Wyodrębniony tekst:
╔══

Dzięki niemu mamy dwa razy większą armię. Kosiniak-Kamysz nie widzi w armii miejsca dla gen. Brysia

Minister obrony narodowej Władysław Kosiniak-Kamysz podjął decyzję o usunięciu z armii znanego i cenionego generała Mirosława Brysia, odpowiedzialnego za ogromny sukces zwiększenia liczebności polskiej armii.
gen. Mirosław Bryś Dzięki niemu mamy dwa razy większą armię. Kosiniak-Kamysz nie widzi w armii miejsca dla gen. Brysia
gen. Mirosław Bryś / gov.pl

Gen. bryg. Mirosław Bryś to twórca sukcesu rekrutacyjnego w Siłach Zbrojnych RP. W ciągu kilku lat wykonał on gigantyczną pracę dzięki której udało mu się zmotywować wielu młodych ludzi do służby w armii. 

W styczniu został on odwołany ze stanowiska szefa Centralnego Wojskowego Centrum Rekrutacji. Rzeczniczka CWCR ppłk Justyna Balik przekazywała wówczas, że obowiązki szefa CWCR objął tymczasowo zastępca gen. Brysia, płk Sławomir Karwowski.

- Czystki kadrowe w MON. Odwołano dziś gen. Mirosława Brysia, oficera niezwykle zaangażowanego w proces rekrutacji do Wojska Polskiego. To apolityczny profesjonalista, któremu zawdzięczamy to, że ludzie garną się do armii, a Siły Zbrojne RP liczą ponad 190 tys. żołnierzy. Padł ofiarą nagonki Onetu i bezmyślnej decyzji kierownictwa resortu, która będzie skutkowała paraliżem procesu powoływania do wojska. Panie Generale, dziękuję za wszystko co zrobił Pan dla Sił Zbrojnych RP

- pisał wówczas były minister obrony narodowej, poseł PiS Mariusz Błaszczak

Czytaj także: Nienawiść dla wybranych: jak rządowa większość buduje sobie monopol na agresję

 

Koniec kariery 

Teraz okazuje się, że dla uznanego generała w ogóle nie ma miejsca w polskiej armii. Decyzją szefostwa MON została zakończona jego służba w wojsku. 

- Minister obrony narodowej Władysław Kosiniak-Kamysz dec. nr 2216/DK zakończył moją zaw. sł. woj.- brak stanowisk w WP obecnie i w przyszłości! Dziękuję wszystkim żoł. i pracownikom za wspólną służbę i pracę. Odchodzę w poczuciu dobrze wykonanych zadań i z dumą patrze na owoce mojej służby CWCR,4WM BOT i inne

- przekazał. 

Podobnie jak wówczas, tak i teraz głos zabrał Mariusz Błaszczak. 

- Jeden z najsprawniejszych oficerów, twórca nowego systemu rekrutacji dzięki któremu dziś w armii mamy około 200 tys. żołnierzy został właśnie wyrzucony z Wojska Polskiego. Zamiast zdolnych oficerów nowego pokolenia, o kierunku w jakim będą się rozwijały Siły Zbrojne RP decydują teraz generałowie z poprzedniej epoki tacy jak Gocuł, który występował na wiecach politycznych Platformy Obywatelskiej. Panie generale Bryś, dziękuję za Pańską służbę dla Rzeczypospolitej Polskiej!

╚══

Polecenia:
A: Odpowiedz na pytania do tekstu o generale Brysiu, każde w osobnym wierszu:
(i) Kto tymczasowo przejął obowiązki szefa CWCR po odwołaniu generała?
(ii) W którym miesiącu generała odwołano ze stanowiska szefa Centralnego Wojskowego Centrum Rekrutacji?
(iii) Jaki numer miała decyzja ministra, która zakończyła jego zawodową służbę wojskową?
B: Przepisz dosłownie fragment tekstu o generale Brysiu od słów "Podobnie jak wówczas, tak" aż do słów "dla Rzeczypospolitej Polskiej!" włącznie.
C: Streść tekst o generale Brysiu w dwóch zdaniach.

Udostępniony materiał:
╔══

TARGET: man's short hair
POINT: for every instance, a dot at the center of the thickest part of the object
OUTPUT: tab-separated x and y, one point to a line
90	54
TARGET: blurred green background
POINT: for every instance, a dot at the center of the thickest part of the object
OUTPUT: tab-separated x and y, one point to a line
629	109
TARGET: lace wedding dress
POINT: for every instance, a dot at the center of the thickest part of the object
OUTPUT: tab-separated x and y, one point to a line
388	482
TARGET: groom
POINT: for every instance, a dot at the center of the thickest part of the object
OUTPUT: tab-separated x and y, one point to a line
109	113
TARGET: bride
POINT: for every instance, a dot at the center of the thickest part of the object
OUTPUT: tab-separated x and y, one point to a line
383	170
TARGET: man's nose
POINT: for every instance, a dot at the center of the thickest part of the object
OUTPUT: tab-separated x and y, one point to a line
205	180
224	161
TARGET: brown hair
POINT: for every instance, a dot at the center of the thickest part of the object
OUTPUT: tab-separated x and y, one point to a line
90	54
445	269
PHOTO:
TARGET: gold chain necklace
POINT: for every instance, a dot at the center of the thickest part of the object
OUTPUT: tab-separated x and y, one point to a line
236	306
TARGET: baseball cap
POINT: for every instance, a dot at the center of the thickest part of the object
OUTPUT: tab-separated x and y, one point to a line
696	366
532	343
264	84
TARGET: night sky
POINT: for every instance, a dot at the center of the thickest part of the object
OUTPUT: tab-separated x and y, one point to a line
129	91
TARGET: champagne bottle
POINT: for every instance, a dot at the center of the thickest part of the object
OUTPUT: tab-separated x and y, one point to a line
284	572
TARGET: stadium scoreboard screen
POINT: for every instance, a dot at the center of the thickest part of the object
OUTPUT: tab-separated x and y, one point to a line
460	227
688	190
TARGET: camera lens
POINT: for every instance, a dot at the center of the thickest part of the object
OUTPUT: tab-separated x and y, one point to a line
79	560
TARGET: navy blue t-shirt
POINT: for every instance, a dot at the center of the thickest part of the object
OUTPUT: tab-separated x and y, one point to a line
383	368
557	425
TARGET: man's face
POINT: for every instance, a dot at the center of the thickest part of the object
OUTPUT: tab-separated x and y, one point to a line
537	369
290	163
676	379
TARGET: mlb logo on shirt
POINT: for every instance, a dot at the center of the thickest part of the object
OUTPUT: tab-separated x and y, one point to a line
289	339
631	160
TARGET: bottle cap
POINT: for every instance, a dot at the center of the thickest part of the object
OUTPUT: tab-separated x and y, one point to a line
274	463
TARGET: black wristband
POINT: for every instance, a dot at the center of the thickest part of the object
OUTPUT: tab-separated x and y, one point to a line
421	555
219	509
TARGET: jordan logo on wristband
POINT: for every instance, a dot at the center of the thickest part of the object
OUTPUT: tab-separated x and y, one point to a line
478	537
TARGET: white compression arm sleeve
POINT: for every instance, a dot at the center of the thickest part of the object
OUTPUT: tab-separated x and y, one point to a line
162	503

╚══

Odpowiedzi:
A:
(i) Płk Sławomir Karwowski, zastępca generała Brysia.
(ii) W styczniu.
(iii) 2216/DK.

B:
Podobnie jak wówczas, tak i teraz głos zabrał Mariusz Błaszczak. 

- Jeden z najsprawniejszych oficerów, twórca nowego systemu rekrutacji dzięki któremu dziś w armii mamy około 200 tys. żołnierzy został właśnie wyrzucony z Wojska Polskiego. Zamiast zdolnych oficerów nowego pokolenia, o kierunku w jakim będą się rozwijały Siły Zbrojne RP decydują teraz generałowie z poprzedniej epoki tacy jak Gocuł, który występował na wiecach politycznych Platformy Obywatelskiej. Panie generale Bryś, dziękuję za Pańską służbę dla Rzeczypospolitej Polskiej!

C: Minister obrony narodowej Władysław Kosiniak-Kamysz zakończył zawodową służbę wojskową generała brygady Mirosława Brysia, twórcy sukcesu rekrutacyjnego w Siłach Zbrojnych RP, którego w styczniu odwołano ze stanowiska szefa Centralnego Wojskowego Centrum Rekrutacji. Sam generał napisał, że odchodzi w poczuciu dobrze wykonanych zadań, a były minister obrony narodowej Mariusz Błaszczak podziękował mu za służbę.